Ripley
vsTallboy


Two short-travel trail bikes moving in opposite directions.
The Ripley V5 bulks up on a shared Ripmo chassis. The Tallboy V5 stays the poppy, stiff precision tool it has always been.
Ripley
- More travel — 140/130 mm front and rear, 10 mm more than the Tallboy on both ends.
- Slacker, more planted at 64.9-degree head angle and a 12 mm longer wheelbase at the compared size.
- Upgradeable to Ripmo — the shared front triangle and swingarm mean a shock, fork, and linkage swap converts it to a 160 mm bike.
- Fox 34 fork can feel flexy for bigger or more aggressive riders; some reviewers wanted a Fox 36.
- Slightly heavier and less 'zippy' than the V4 on smoother climbs.
Tallboy
- Stiffer chassis — size-specific carbon layup and a 'steroidally hench' frame that stays locked under hard cornering.
- Pops and pumps better — refined VPP kinematics slingshot through berms and generate free speed on undulating trail.
- Lifetime support — frame warranty plus free bearings and a Reserve-wheel lifetime warranty on RSV builds.
- SRAM Level brakes on mid-to-high builds are widely criticized as underpowered for the bike's downhill ambitions.
- Less travel (120 mm rear) means more feedback through the bars on big hits; precise lines matter more.
Editor’s analysis
Both claim the 'downhiller's XC' mantle — but one got there by borrowing an enduro frame, and the other by refining the same idea for a fifth straight generation.
On paper the Ibis Ripley and Santa Cruz Tallboy look like near-twins. Both are carbon, 29er, short-travel trail bikes with steep seat tubes, size-specific chainstays, and internal downtube storage. Both land between $4,800 and $11,400. Both are consistently described by reviewers as capable of punching well above their travel numbers. The interesting part is how differently they get there.
The Ripley V5 is the larger bike in every dimension that matters. It carries 140 mm up front and 130 mm out back — 10 mm more suspension than the Tallboy at each end — and its front triangle and swingarm are literally shared with the 160 mm-travel Ripmo. Head angle is 64.9 degrees, almost a full degree slacker than the Tallboy's 65.7. Wheelbase on the compared sizes is 12 mm longer. The DW-link suspension is tuned soft off the top and firm through the middle, which reviewers describe as plush on repeated hits but still poppy for jumps.
The Tallboy V5 is the stiffer, sharper, more precise instrument. Santa Cruz's lower-link VPP was refined, not overhauled: a lower starting leverage ratio and reduced anti-squat make the 120 mm feel bottomless and supple, but the 'steroidally hench' carbon chassis keeps the frame locked up under hard cornering. Reviewers at Bike Perfect and PinkBike describe it as a bike that slingshots through berms and pumps rollers for free speed — but one that demands a precise hand when you point it down something rough.
Put another way: the Ibis Ripley is the bike you buy when you want one trail bike that can be talked into Ripmo territory later. The Santa Cruz Tallboy is the bike you buy when you already own a long-travel rig and want a stiff, surgical short-travel partner for days you want to pedal.

· · · · ·

Instruction
According to the Ripley vs Tallboy comparison, what makes it possible to turn the Ripley V5 into a 160 mm bike? Answer in one to three sentences. Rely only on the Ripley vs Tallboy comparison.

· · · · ·

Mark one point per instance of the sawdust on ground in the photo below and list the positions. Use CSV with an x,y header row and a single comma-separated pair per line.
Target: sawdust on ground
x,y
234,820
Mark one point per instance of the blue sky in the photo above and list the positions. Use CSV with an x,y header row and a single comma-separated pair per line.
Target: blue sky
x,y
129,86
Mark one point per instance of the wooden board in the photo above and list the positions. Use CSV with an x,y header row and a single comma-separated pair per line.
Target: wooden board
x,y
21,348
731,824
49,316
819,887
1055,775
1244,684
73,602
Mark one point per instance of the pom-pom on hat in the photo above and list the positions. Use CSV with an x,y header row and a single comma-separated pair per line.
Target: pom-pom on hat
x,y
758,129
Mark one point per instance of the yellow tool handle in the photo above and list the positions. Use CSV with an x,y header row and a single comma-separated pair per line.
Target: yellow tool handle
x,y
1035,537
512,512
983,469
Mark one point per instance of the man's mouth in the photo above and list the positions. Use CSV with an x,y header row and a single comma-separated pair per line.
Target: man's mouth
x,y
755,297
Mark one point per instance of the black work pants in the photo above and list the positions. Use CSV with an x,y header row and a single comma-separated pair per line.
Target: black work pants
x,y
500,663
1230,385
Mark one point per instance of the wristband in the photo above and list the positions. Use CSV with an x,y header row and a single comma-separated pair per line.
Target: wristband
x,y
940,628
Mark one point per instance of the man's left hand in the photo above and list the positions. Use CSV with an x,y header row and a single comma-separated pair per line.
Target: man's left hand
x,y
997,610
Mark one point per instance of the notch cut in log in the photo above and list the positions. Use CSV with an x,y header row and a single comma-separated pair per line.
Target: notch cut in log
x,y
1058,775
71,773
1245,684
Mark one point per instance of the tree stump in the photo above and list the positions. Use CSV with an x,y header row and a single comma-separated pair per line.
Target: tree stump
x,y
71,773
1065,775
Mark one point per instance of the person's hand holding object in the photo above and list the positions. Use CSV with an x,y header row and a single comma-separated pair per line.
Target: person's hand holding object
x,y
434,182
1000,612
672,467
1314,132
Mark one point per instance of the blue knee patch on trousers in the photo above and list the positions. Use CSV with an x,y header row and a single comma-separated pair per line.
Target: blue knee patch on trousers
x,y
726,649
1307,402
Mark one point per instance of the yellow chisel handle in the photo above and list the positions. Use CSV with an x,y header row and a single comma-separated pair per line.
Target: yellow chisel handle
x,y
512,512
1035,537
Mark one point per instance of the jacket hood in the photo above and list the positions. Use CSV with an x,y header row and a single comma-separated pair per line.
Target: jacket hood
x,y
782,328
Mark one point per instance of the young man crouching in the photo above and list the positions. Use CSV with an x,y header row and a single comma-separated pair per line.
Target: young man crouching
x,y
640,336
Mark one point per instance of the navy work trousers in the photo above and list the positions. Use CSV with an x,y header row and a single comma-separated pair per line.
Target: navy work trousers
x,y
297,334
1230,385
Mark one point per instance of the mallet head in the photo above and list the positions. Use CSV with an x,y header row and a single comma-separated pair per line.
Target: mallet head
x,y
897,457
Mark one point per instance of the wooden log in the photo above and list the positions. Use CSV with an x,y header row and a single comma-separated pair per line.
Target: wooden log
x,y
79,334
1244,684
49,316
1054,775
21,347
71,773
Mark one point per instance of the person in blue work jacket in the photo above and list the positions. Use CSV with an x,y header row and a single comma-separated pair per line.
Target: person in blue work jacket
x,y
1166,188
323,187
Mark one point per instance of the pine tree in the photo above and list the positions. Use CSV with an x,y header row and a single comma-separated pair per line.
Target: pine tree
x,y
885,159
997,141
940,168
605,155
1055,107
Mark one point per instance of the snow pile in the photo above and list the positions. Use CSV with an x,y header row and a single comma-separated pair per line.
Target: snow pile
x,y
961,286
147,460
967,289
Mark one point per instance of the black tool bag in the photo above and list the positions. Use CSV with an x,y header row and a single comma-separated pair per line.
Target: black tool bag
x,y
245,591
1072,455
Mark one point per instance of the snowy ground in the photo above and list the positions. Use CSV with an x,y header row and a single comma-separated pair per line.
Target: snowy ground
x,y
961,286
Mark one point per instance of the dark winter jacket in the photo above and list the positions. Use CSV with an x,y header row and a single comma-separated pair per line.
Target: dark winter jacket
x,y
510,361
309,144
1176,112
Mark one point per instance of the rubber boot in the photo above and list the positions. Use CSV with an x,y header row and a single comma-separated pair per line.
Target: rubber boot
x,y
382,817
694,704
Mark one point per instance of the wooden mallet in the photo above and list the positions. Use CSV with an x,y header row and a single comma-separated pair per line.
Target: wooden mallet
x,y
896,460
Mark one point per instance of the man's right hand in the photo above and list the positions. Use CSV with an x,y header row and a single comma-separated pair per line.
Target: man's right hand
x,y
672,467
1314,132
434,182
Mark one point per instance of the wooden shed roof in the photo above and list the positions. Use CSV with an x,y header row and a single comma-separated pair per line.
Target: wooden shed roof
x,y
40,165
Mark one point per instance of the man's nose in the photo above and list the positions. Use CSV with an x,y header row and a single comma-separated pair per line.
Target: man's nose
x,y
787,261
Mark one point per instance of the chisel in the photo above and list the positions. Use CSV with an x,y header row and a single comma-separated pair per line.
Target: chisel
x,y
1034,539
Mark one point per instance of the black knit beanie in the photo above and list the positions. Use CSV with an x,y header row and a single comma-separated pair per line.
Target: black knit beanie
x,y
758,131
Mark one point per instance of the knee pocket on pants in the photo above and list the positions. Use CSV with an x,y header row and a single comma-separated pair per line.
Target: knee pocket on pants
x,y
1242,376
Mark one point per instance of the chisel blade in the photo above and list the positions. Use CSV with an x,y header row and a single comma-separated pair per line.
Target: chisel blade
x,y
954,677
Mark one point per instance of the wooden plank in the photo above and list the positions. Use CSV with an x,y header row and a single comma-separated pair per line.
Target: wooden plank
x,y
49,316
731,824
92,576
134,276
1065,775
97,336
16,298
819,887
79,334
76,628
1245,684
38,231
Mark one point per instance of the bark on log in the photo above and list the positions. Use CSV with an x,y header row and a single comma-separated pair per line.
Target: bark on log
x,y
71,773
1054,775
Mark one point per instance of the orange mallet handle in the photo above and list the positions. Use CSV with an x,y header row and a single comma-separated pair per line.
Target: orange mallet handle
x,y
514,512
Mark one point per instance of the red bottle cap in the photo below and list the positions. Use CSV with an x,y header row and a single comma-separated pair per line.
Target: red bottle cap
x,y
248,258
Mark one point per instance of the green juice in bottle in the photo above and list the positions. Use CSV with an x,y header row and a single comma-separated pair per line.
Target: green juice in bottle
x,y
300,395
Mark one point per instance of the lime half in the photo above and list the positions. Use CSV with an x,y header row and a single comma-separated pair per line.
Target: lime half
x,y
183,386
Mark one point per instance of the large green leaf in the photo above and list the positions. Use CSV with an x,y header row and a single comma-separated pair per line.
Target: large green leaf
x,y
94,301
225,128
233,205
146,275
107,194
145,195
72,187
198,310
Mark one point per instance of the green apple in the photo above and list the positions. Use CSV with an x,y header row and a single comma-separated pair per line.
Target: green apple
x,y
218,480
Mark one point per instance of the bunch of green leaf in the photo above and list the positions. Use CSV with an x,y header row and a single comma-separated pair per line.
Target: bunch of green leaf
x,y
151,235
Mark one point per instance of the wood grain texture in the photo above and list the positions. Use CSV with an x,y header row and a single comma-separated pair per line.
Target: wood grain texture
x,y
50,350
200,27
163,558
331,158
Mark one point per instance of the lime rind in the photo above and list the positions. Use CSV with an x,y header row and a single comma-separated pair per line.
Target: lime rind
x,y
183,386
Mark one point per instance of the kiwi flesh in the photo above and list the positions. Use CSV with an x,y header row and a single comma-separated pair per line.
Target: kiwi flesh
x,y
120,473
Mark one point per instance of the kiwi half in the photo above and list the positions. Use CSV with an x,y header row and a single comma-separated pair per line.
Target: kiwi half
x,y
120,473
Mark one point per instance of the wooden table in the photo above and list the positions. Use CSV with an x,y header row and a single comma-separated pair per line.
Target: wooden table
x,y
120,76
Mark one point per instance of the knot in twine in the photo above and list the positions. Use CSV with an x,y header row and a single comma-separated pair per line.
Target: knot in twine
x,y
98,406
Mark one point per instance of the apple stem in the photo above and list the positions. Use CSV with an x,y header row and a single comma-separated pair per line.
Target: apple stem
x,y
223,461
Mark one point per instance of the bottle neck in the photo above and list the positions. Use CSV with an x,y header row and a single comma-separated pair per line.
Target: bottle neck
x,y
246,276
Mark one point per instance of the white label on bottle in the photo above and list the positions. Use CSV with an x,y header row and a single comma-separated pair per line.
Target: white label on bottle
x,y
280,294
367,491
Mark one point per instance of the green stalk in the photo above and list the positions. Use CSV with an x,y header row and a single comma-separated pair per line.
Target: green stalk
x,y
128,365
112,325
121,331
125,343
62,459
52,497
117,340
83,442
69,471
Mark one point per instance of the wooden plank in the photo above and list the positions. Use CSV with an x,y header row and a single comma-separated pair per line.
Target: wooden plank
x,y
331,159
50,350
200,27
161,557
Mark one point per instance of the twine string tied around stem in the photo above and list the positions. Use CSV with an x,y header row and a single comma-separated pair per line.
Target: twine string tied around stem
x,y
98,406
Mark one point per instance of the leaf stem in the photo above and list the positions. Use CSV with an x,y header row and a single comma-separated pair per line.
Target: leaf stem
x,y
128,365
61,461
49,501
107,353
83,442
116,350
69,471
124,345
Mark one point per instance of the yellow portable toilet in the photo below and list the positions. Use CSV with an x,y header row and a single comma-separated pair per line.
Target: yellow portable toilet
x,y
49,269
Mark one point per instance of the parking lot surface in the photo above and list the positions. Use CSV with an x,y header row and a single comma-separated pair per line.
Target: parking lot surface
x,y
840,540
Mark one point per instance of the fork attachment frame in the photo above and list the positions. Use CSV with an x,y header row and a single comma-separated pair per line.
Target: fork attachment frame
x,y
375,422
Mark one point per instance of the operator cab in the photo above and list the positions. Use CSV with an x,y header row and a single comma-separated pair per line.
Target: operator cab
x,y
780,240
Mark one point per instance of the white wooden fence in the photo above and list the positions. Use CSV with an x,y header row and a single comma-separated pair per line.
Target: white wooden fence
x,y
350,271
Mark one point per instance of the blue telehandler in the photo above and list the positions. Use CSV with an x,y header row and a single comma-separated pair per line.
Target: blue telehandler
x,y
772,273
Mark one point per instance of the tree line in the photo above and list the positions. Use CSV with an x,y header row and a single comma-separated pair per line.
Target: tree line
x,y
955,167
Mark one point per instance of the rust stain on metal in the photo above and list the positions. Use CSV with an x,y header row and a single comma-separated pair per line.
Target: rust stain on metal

· · · · ·

Written reply
The Ripley V5's front triangle and swingarm are shared with the 160 mm-travel Ripmo. Because of that shared frame, swapping the shock, fork, and linkage converts it to a 160 mm bike.